### Exercise objective:
Please reproduce every line of the records below, requests included, adding 73 to each x and y coordinate in the answers.

==== Records provided ====

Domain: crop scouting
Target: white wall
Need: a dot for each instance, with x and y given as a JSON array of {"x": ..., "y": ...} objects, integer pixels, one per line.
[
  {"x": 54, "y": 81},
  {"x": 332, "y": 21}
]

====

### Solution:
Domain: crop scouting
Target: white wall
Need: a dot for each instance, with x and y given as a JSON array of {"x": ..., "y": ...} objects, integer pixels, one per line.
[
  {"x": 127, "y": 154},
  {"x": 405, "y": 94}
]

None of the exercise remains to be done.